##### Teks #####

Meteruna Nyoman

Tahun
2021
Nomor Registrasi
202101321
Domain
Adat Istiadat Masyarakat, Ritus, dan Perayaan-Perayaan
Provinsi
Bali
Responsive image

             Materuna Nyoman merupakan sebuah tradisi yang dilaksanakan di Desa Adat Tenganan Pegringsingan. Tradisi ini adalah serangkaian prosesi yang dilaksanakan bagi para remaja putra untuk memperoleh bekal hidup berupa pembinaan dan pendidikan informal tentang pengetahuan moral, etika, serta pengetahuan tentang hakekat hidup sebagai manusia khususnya terkait dengan kehidupan adat di Desa Adat Tenganan Pegringsingan. Rangkaian prosesi tradisi ini dilaksanakan selama setahun penuh yang dimulai dari punama sasih kaulu sampai dengan punama sasih kaulu tahun berikutnya sesuai dengan perhitungan kalender adat Tenganan Pegringsingan.

#####

• [Tujuan] Menurut teks tentang tradisi di Desa Adat Tenganan Pegringsingan, berapa lama rangkaian prosesi tradisi itu dilaksanakan?

##### Entri Dataset #####

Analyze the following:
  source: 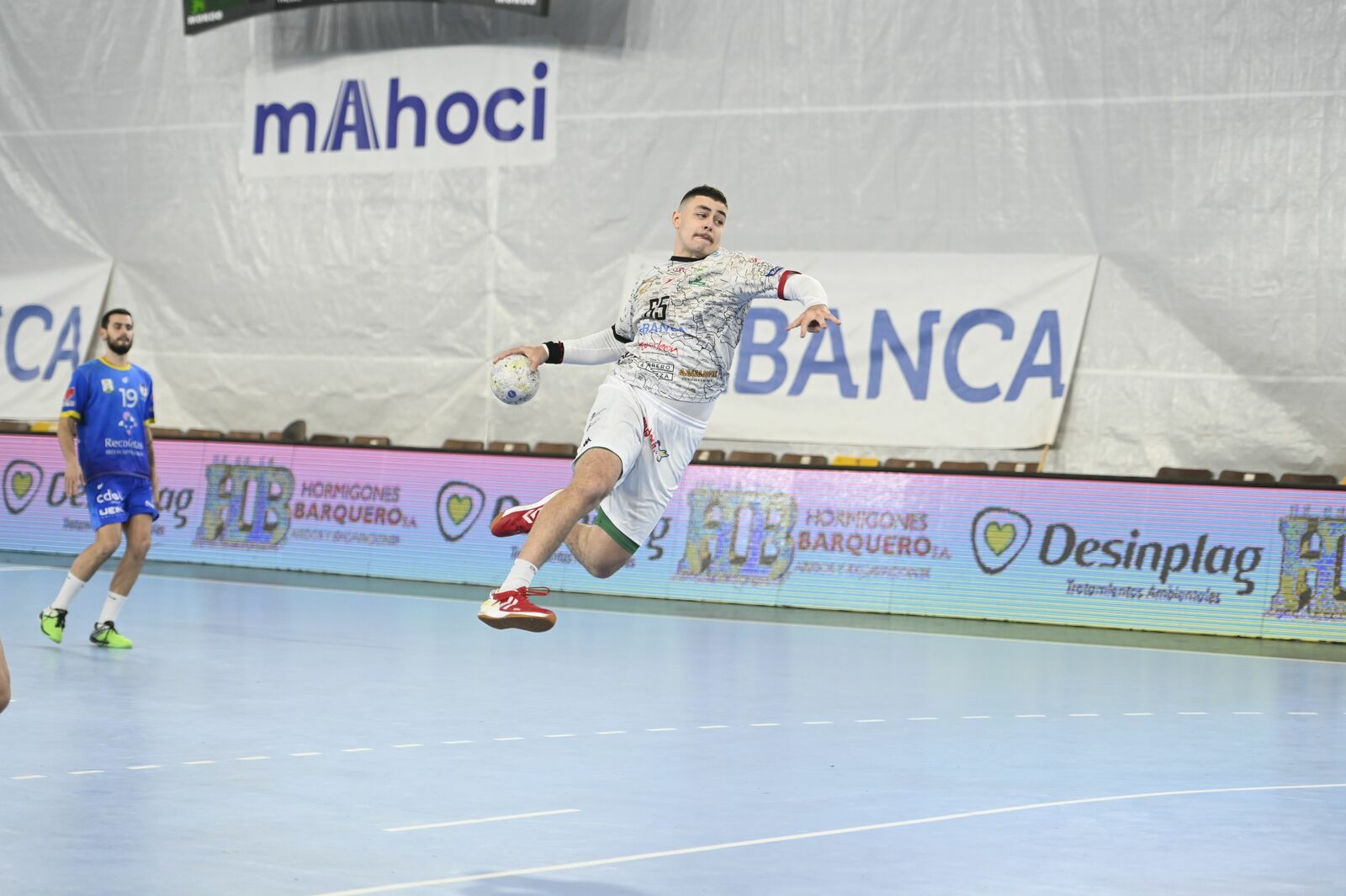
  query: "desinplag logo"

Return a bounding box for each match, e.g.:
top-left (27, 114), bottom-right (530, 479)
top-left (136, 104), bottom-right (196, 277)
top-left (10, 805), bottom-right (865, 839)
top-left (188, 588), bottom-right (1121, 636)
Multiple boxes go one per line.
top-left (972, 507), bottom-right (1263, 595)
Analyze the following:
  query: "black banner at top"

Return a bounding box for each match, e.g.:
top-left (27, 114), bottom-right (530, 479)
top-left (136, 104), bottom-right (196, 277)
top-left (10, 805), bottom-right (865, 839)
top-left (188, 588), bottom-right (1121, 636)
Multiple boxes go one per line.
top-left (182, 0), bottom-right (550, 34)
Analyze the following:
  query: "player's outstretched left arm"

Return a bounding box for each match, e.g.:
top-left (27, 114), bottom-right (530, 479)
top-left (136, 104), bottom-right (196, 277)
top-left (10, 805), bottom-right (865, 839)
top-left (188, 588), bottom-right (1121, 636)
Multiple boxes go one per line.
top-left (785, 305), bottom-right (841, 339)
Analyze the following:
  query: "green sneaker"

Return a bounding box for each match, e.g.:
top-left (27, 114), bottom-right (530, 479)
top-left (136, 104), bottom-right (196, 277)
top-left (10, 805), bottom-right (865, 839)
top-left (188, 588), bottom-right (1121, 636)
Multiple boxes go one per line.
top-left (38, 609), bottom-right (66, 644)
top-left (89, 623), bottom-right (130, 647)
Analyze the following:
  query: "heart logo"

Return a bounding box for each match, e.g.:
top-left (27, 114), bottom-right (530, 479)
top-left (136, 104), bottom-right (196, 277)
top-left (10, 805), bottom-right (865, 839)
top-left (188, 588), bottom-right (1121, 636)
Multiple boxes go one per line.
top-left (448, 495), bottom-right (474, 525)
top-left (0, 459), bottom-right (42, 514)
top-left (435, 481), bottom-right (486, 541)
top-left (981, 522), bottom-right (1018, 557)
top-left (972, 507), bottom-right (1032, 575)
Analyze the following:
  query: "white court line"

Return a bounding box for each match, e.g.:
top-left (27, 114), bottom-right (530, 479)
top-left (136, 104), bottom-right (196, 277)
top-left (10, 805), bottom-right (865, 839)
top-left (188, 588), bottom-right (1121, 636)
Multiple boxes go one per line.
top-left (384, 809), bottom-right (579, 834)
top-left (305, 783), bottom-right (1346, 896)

#####

• [Hasil Berikut] Selama setahun penuh.